Recast every line of the records below as a JSON list of strings, one string per line, omitting blank lines and leaving the pictures out.

* TASK DATA:
——————————
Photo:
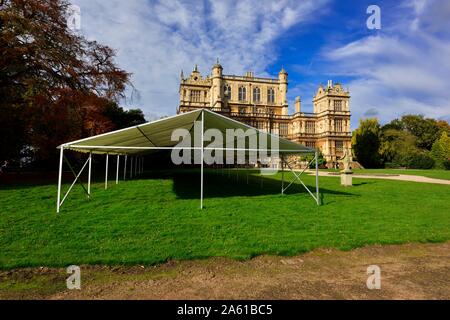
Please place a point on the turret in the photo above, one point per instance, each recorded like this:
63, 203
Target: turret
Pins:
216, 89
298, 105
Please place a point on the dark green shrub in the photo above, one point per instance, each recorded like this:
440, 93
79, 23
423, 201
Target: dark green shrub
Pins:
447, 164
420, 161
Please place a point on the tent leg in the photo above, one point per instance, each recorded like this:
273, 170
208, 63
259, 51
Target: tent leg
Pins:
61, 154
117, 169
202, 160
282, 175
125, 168
317, 178
89, 175
106, 172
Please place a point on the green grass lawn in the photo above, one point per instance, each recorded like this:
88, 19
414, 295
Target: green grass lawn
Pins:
436, 174
153, 220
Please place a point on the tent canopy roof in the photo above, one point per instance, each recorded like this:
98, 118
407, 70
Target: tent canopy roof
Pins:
157, 135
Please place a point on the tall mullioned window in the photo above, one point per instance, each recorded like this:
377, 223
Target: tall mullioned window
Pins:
310, 127
270, 95
284, 129
256, 94
242, 94
227, 91
195, 95
338, 125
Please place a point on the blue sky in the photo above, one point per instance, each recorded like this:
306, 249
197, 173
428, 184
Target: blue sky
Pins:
402, 68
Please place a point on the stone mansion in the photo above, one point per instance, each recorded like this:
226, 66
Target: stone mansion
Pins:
262, 103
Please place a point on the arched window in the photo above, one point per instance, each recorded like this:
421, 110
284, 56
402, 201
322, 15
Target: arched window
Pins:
270, 95
256, 94
242, 94
227, 91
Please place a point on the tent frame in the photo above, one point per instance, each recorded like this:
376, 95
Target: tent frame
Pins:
138, 163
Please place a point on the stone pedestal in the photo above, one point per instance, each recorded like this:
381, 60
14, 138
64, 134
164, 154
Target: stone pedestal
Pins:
346, 178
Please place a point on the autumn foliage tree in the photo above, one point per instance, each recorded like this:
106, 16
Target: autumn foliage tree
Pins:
55, 85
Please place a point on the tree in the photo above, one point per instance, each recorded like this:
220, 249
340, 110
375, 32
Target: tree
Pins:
366, 143
123, 119
53, 82
440, 151
426, 130
397, 146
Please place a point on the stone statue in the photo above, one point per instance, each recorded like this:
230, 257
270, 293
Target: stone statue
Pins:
346, 174
346, 159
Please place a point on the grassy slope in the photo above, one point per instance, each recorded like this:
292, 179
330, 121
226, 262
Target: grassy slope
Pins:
——————————
* REPLY TO THE EXERCISE:
[
  "Photo:",
  "Please place a point on the turret in the photo above, one point per instance, each recorded like this:",
  "63, 203",
  "Target: turret",
  "Pins:",
  "216, 89",
  "298, 105",
  "Please place a point on the dark green shrub in the photo above, one point per instance, each recorded like this:",
  "440, 93",
  "79, 23",
  "423, 201",
  "Target: dark green shrub",
  "Pins:",
  "447, 164",
  "420, 161",
  "Please place a point on the tent leg in the photo above, one point per instance, each recorded like this:",
  "273, 170",
  "208, 63",
  "259, 51",
  "Target: tent leg",
  "Pins:",
  "61, 154",
  "117, 169",
  "202, 160",
  "282, 175",
  "125, 168",
  "317, 178",
  "89, 175",
  "106, 172",
  "Please place a point on the green grass lawn in the photo above, one point per instance, each recorded like this:",
  "88, 19",
  "414, 295",
  "Target: green grass lawn",
  "Pins:",
  "436, 174",
  "153, 220",
  "Please place a point on the tent canopy roof in the photo above, one point per instance, each recorded like this:",
  "98, 118",
  "407, 70",
  "Target: tent canopy roof",
  "Pins:",
  "157, 135",
  "Please place a point on the tall mullioned window in the photo above, one point per instance, each recorded like this:",
  "377, 223",
  "Target: tall mullioned window",
  "Pins:",
  "310, 127",
  "270, 95",
  "284, 129",
  "256, 94",
  "242, 94",
  "227, 91",
  "195, 95",
  "338, 125",
  "Please place a point on the blue sky in the photo above, one point per instance, each recorded like this:",
  "306, 249",
  "197, 173",
  "428, 184",
  "Target: blue sky",
  "Pins:",
  "402, 68",
  "Please place a point on the stone mansion in the photo above, one point per instance, each recorded like this:",
  "226, 66",
  "Target: stone mansion",
  "Pins:",
  "262, 103",
  "Please place a point on the arched window in the photo above, one point per instance, each recorded like this:",
  "421, 110",
  "284, 56",
  "402, 201",
  "322, 15",
  "Target: arched window",
  "Pins:",
  "270, 95",
  "256, 94",
  "242, 94",
  "227, 91",
  "Please place a point on the tent frame in the photo above, one point per instance, each recorded like this:",
  "376, 95",
  "Target: tent frame",
  "Pins:",
  "138, 163",
  "Please place a point on the stone pedestal in the photo above, one point per instance, each recorded like this:",
  "381, 60",
  "14, 138",
  "64, 134",
  "164, 154",
  "Target: stone pedestal",
  "Pins:",
  "346, 178",
  "Please place a point on the autumn foliage tree in the photo above, one point per instance, each recorded like this:",
  "106, 16",
  "Target: autumn foliage tree",
  "Pins:",
  "55, 85",
  "Please place a point on the tree in the photo above, one point per instance, each recorded like this:",
  "220, 249",
  "340, 110",
  "375, 32",
  "Target: tree",
  "Pins:",
  "366, 143",
  "123, 119",
  "53, 82",
  "440, 151",
  "426, 130",
  "397, 146",
  "Please place a point on the stone statue in the photo above, one point per instance, each recorded like this:",
  "230, 257",
  "270, 293",
  "Target: stone statue",
  "Pins:",
  "346, 174",
  "346, 159",
  "Please place a point on the grassy slope in the photo above, one point per instance, each recorded like this:",
  "292, 179",
  "330, 121",
  "226, 262",
  "Target: grassy slope",
  "Pins:"
]